Set task = Copy out verbatim every line of the records below, from the line containing "Could you mark the region of every instance of the **rock**?" through the last line, with both end lines included.

- - - -

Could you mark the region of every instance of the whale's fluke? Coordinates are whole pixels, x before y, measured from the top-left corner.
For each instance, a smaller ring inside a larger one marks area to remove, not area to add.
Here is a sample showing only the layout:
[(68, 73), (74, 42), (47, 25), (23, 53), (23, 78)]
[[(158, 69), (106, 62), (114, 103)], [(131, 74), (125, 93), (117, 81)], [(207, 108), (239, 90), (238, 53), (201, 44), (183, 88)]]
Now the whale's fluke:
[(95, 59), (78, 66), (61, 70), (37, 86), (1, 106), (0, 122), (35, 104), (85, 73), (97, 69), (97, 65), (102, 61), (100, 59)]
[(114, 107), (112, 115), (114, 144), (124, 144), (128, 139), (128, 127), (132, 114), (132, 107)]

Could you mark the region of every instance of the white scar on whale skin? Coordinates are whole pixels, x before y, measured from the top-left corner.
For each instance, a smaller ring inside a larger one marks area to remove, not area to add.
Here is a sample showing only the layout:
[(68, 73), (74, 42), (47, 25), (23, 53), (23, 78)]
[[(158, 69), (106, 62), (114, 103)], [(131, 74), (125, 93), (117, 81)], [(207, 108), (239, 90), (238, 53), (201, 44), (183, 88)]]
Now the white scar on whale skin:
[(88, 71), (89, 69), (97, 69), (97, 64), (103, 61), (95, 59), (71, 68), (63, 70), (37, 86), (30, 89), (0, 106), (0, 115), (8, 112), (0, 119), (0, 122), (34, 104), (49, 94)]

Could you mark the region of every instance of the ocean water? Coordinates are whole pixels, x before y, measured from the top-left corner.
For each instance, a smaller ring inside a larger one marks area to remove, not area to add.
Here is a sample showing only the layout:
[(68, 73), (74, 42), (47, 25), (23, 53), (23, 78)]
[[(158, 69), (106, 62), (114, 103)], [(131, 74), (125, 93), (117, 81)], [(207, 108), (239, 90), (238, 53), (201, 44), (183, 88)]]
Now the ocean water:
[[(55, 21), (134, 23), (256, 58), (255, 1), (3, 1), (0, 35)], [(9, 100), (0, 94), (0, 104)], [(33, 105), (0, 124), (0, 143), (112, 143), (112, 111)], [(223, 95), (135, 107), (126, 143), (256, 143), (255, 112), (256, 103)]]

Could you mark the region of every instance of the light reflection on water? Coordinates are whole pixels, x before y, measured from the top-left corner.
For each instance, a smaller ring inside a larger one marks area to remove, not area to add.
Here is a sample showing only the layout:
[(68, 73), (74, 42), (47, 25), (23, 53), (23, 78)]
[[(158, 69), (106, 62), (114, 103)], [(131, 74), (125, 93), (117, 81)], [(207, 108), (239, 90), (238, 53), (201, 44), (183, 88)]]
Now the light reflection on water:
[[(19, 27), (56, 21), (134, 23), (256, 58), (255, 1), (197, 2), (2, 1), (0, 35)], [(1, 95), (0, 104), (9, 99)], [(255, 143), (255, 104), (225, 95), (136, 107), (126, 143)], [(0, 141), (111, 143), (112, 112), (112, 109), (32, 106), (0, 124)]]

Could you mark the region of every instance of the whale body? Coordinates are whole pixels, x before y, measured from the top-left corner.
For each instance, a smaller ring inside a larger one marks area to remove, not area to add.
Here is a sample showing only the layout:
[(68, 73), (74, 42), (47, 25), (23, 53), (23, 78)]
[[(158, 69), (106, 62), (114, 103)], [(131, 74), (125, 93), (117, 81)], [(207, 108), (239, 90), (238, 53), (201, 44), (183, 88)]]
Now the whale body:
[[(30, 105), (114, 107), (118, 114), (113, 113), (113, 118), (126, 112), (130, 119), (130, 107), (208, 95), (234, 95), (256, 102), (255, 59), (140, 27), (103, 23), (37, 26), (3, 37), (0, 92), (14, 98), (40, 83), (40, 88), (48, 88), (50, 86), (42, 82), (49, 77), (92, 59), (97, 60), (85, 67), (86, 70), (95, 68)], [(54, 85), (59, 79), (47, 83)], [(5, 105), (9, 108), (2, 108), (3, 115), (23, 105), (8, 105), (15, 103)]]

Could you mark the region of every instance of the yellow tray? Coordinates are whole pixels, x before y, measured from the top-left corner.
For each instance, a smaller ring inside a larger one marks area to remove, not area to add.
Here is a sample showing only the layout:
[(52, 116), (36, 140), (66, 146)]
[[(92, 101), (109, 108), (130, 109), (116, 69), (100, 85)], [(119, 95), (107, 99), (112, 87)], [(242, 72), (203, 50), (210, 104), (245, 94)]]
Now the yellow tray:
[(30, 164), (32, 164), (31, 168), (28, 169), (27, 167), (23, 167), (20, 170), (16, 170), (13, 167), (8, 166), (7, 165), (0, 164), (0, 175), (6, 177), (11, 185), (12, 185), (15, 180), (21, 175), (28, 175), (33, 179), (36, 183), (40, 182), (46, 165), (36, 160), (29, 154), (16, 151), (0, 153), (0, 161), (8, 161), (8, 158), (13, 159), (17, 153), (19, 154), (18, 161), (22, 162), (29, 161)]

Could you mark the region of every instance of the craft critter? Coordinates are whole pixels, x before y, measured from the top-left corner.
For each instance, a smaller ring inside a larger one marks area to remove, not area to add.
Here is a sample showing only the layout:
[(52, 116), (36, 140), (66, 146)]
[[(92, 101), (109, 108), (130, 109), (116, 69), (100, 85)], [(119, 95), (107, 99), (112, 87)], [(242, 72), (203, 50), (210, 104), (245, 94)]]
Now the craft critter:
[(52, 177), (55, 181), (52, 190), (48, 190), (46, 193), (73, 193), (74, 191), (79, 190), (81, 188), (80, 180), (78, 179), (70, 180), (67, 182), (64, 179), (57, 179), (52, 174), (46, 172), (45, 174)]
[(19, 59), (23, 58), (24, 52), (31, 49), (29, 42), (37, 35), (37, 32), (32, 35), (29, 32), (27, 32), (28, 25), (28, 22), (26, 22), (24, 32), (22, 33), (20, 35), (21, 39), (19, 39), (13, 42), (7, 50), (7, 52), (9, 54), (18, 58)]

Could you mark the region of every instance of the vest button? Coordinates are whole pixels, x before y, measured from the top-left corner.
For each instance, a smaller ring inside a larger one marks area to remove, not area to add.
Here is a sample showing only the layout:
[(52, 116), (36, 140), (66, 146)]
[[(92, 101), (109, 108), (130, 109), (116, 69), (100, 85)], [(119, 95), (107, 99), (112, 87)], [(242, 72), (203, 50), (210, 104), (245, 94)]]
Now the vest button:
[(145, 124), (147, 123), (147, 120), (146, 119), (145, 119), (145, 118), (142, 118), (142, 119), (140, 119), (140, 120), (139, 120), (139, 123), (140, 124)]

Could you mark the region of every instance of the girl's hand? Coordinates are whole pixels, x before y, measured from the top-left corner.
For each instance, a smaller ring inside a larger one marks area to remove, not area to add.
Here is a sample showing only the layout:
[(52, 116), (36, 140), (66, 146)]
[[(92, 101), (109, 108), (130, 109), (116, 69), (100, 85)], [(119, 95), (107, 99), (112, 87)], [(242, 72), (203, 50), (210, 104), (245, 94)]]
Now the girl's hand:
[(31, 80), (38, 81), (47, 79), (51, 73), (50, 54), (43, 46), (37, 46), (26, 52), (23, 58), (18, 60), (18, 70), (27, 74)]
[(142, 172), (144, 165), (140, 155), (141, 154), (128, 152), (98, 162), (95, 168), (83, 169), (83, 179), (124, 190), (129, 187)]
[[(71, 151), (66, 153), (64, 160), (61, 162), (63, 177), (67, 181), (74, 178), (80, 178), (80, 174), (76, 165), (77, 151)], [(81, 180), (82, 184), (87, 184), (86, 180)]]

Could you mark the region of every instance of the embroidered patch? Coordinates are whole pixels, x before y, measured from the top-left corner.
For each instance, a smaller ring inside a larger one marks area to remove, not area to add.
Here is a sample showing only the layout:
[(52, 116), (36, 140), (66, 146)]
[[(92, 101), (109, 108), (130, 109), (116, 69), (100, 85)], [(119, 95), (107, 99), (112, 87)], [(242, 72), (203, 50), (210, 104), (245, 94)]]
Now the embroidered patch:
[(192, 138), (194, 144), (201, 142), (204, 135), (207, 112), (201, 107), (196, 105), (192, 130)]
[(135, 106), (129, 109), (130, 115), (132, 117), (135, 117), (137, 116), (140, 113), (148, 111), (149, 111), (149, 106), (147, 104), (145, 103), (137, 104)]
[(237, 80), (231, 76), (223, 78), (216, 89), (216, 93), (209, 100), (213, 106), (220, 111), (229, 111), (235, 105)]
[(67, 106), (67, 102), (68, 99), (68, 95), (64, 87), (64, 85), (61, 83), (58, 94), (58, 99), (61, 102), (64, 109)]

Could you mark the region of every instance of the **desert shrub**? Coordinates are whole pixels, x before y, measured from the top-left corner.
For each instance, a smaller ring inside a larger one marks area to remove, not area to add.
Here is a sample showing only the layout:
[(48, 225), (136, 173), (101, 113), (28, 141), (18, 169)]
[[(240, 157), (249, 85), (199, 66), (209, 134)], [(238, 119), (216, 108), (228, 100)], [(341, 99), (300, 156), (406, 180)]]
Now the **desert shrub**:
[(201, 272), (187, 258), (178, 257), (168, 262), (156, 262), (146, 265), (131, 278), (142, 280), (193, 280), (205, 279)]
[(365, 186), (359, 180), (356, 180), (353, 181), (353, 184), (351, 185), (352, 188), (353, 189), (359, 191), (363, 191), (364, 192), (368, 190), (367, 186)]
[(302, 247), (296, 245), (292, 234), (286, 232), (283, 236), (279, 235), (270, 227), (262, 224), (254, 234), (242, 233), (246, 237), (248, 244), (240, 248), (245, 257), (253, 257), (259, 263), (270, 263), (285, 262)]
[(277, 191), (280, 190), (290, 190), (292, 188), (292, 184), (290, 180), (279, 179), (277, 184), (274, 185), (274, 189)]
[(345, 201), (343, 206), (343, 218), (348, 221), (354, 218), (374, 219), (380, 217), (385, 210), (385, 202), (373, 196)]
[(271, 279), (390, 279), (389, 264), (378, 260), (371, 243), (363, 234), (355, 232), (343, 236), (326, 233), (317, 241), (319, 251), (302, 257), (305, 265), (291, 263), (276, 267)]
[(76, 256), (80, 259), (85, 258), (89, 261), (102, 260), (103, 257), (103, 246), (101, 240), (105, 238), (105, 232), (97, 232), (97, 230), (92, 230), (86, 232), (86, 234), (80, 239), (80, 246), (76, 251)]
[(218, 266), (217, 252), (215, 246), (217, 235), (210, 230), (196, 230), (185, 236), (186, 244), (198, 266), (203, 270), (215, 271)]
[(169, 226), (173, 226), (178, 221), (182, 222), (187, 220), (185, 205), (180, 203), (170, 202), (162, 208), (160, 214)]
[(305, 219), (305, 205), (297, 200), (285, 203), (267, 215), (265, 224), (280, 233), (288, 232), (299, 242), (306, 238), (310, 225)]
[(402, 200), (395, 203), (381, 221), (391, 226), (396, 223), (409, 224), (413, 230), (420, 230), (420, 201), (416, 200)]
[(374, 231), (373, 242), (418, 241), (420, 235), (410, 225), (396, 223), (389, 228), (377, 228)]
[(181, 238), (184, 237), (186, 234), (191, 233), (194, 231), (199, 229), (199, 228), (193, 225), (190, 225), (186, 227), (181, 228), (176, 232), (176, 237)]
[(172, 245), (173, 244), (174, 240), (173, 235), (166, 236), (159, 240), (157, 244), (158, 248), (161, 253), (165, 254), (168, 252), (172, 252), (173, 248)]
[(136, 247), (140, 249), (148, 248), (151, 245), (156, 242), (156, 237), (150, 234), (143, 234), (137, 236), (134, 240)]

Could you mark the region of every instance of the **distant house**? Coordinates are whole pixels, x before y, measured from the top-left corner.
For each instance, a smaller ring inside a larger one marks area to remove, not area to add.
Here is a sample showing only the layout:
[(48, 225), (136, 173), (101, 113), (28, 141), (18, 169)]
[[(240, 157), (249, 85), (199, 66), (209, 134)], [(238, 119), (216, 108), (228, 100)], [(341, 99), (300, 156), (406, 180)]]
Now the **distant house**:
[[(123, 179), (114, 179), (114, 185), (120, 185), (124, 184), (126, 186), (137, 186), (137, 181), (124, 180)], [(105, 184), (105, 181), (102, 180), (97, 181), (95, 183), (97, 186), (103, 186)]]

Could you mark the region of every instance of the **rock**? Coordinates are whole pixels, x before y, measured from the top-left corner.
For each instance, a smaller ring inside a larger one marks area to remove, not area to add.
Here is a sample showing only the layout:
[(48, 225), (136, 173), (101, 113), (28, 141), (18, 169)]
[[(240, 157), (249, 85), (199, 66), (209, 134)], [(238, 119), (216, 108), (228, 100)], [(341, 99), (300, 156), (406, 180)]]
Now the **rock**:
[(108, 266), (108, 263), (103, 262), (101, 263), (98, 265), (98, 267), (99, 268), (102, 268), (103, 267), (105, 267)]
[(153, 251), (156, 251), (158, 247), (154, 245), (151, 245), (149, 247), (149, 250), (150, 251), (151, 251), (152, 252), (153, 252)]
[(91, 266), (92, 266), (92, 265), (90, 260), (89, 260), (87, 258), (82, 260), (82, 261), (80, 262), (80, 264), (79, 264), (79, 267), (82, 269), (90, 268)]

- - - -

Solution for this problem =
Could you mark the region of every instance of the **rock**? Coordinates are whole pixels, x before y, measured from the top-left corner.
For each instance, a smaller ring inside a larger one marks area to remove, not area to add.
Here is a sample showing only the layout:
[(48, 225), (136, 173), (101, 113), (28, 141), (18, 169)]
[[(240, 157), (249, 85), (199, 66), (209, 134)], [(238, 119), (216, 108), (228, 100)], [(341, 99), (300, 156), (406, 180)]]
Now the **rock**:
[(108, 266), (108, 263), (103, 262), (101, 263), (98, 265), (98, 267), (99, 268), (102, 268), (103, 267), (105, 267)]
[(153, 251), (156, 251), (158, 247), (154, 245), (151, 245), (149, 247), (149, 250), (150, 251), (151, 251), (152, 252), (153, 252)]
[(91, 266), (92, 266), (92, 265), (90, 260), (89, 260), (87, 258), (82, 260), (82, 261), (80, 262), (80, 264), (79, 264), (79, 267), (82, 269), (90, 268)]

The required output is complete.